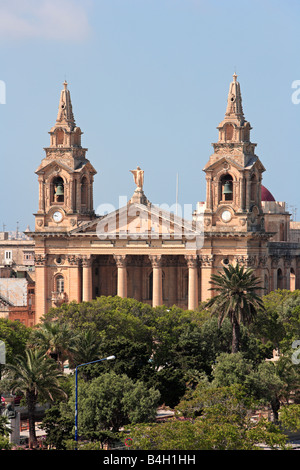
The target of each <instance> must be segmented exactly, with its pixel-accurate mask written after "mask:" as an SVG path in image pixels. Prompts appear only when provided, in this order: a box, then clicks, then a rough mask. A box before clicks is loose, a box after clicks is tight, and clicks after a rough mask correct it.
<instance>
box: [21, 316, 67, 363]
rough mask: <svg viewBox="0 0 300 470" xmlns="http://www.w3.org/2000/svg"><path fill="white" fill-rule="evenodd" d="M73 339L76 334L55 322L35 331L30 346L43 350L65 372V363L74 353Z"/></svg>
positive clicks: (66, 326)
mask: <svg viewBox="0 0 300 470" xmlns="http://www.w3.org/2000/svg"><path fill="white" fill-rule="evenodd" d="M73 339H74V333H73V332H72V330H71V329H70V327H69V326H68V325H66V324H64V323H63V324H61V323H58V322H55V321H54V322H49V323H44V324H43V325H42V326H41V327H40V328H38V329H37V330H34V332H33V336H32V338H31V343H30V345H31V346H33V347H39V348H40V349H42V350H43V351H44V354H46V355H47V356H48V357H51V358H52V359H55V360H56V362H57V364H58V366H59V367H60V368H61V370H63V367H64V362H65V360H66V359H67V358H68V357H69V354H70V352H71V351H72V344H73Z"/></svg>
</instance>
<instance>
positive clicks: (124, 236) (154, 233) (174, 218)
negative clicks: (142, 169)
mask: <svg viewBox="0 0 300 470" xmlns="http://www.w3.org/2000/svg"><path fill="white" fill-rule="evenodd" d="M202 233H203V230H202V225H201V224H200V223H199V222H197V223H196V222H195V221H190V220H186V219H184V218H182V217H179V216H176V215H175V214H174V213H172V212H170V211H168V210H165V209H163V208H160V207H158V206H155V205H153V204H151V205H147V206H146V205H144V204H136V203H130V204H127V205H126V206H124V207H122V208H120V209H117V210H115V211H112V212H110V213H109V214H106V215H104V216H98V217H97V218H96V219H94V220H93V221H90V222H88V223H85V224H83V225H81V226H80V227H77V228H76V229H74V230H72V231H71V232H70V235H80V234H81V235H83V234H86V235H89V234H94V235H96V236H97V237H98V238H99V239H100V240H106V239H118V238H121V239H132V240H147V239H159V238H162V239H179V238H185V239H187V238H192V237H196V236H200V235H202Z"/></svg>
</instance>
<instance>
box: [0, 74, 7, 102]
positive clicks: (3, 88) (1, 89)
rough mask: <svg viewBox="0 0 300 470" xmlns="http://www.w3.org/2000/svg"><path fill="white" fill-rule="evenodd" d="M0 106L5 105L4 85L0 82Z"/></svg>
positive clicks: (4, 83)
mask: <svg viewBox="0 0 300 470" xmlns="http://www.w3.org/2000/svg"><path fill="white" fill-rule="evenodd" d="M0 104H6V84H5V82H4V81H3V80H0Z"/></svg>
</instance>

• _DIRECTIVE_: Please count the lines in the rows above that contain the string "clicks", matching case exactly, and reply with only that number.

• _SOLUTION BELOW_: 6